--- TEXT SEGMENT ---
Potatoes are without a doubt one of the most awesome survival garden plants you can grow. Potatoes feed whole nations. The Irish Potato Famine shows how important a food crop they can be.

Potatoes are a great survival garden crop because they are easy to grow and can easily be stored so you don't have to eat it as you grow it like other crops that quickly go bad after picking or in this case digging.

But growing potatoes is a little bit different than other crops and having a little knowledge about their idiosyncrasies is key to raising them successfully. Not hard if you know how. You will be growing potatoes from other potatoes. These are called seed potatoes.

Seed potatoes are planted and they put up a plant from the eyes on the potato. As the plant grows it will grow more potatoes. These new potatoes will be above the original seed potato. So you will need to periodically mound more dirt on top of the plants to give these new potatoes room to grow. You do not want the sun to shine on these new potatoes. It will make them green and poisonous. Mulch can also be used to keep the sun off of the newest potatoes in the crop. Be careful not to cover over all or even most of the growing green parts of the plant. Potatoes need sunlight just like any other plant. Cover with dirt, called hilling, so that you bury a couple of joints of the potato plant. This will promote the plant to make more potatoes. It is an essential step.

--- GOAL OF THE EXERCISE ---
Continue the piece on growing potatoes in a survival garden from the point where it stops.

--- EXCERPTED RECORDS ---

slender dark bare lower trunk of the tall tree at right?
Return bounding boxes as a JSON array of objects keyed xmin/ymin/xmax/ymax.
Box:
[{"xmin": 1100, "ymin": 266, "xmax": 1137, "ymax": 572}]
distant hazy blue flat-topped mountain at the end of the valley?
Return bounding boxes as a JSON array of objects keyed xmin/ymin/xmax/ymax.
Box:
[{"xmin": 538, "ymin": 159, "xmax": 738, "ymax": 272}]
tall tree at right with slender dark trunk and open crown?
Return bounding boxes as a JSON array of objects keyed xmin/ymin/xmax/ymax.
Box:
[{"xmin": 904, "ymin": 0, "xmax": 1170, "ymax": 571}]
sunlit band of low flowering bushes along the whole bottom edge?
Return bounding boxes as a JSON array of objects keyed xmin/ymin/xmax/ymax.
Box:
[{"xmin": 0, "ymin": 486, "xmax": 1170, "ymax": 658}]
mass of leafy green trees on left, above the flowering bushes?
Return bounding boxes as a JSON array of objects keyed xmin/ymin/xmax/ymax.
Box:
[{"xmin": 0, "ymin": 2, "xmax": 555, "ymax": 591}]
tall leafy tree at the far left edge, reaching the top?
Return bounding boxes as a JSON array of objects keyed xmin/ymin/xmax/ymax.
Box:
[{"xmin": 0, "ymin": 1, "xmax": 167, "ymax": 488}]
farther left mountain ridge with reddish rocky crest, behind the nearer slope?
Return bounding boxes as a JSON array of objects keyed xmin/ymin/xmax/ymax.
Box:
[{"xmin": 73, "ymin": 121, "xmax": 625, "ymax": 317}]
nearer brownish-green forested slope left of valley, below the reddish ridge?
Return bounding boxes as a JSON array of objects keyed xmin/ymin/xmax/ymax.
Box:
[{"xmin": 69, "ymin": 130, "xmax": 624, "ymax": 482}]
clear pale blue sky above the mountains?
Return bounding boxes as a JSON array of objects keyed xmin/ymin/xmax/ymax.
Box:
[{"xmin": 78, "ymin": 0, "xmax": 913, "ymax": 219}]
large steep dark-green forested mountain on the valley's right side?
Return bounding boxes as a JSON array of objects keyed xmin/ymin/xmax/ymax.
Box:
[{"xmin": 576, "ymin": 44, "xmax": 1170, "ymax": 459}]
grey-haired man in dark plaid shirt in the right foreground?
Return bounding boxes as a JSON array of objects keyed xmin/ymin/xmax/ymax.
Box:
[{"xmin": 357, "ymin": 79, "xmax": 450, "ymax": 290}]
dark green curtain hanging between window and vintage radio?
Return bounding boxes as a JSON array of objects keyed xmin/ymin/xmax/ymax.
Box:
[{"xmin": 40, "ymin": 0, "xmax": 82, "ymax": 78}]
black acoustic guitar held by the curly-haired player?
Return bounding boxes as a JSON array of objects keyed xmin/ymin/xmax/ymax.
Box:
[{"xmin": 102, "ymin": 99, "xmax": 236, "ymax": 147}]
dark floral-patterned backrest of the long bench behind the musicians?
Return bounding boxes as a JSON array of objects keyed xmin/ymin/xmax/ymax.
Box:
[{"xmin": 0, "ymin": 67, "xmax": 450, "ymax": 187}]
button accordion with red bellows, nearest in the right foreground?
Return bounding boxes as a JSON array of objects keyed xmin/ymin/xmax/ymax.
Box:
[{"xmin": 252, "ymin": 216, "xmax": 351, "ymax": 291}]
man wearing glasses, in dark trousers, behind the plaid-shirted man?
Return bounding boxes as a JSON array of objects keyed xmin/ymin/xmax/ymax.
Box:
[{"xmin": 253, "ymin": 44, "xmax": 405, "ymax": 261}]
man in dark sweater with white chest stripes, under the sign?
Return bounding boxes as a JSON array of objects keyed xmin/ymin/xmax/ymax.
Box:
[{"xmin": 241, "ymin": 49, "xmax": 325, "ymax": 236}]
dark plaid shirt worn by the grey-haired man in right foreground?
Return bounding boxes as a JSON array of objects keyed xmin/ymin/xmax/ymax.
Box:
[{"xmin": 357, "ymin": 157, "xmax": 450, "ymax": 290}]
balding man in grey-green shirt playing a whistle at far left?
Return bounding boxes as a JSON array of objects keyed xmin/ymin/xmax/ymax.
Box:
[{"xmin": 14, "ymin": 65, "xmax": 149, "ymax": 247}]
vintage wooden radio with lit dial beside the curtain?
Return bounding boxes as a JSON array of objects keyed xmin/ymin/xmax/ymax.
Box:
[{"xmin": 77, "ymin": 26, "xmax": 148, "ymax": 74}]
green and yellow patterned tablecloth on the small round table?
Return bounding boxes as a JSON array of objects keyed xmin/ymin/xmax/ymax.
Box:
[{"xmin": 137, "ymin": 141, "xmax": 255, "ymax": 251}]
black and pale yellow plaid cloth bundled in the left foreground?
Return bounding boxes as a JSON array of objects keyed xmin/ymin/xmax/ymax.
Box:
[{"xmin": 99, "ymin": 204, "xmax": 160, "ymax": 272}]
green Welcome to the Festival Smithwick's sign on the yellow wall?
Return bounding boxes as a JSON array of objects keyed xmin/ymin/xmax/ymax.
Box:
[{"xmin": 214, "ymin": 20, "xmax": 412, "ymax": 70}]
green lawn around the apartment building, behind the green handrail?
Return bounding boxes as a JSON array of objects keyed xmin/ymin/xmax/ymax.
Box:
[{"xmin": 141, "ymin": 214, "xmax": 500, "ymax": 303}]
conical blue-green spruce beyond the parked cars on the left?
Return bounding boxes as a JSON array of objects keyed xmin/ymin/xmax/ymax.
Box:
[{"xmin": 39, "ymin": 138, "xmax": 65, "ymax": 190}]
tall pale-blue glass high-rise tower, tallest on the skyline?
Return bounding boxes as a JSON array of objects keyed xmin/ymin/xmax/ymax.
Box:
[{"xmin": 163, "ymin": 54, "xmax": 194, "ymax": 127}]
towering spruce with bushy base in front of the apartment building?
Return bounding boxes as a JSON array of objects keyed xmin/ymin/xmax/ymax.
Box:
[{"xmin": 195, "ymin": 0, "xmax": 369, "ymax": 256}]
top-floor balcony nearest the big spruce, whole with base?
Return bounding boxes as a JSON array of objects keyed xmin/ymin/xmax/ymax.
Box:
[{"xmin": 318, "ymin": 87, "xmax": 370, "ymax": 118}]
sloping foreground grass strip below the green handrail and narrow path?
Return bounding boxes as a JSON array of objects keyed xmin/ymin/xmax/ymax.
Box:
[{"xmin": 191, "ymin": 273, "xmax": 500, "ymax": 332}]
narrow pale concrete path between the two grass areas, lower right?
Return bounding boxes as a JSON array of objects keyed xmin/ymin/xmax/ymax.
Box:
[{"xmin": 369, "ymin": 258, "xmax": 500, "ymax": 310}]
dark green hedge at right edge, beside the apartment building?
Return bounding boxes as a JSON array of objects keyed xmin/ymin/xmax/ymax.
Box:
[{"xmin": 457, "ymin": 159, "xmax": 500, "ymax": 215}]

--- YOUR RESPONSE ---
Most people start their potatoes in a row that has had a trench cut into it. This provides an easier way to cover the potatoes without making the row quite as high as if you had started the potatoes at the peak of a normal sized row.

Plant your potatoes about 1 foot apart. Put the sprouting eyes pointing up and any cut portions down. Potatoes will have many eyes and each is a potential new green branch. Often you can take one potato and cut it into multiple pieces so that each piece has two or more eyes. Let the cut seed potato scab over for a couple of days and then plant.

Potatoes will reach maturity in 3 to 4 months in general. But their are numerous varieties and that affects the time as well as you local growing conditions.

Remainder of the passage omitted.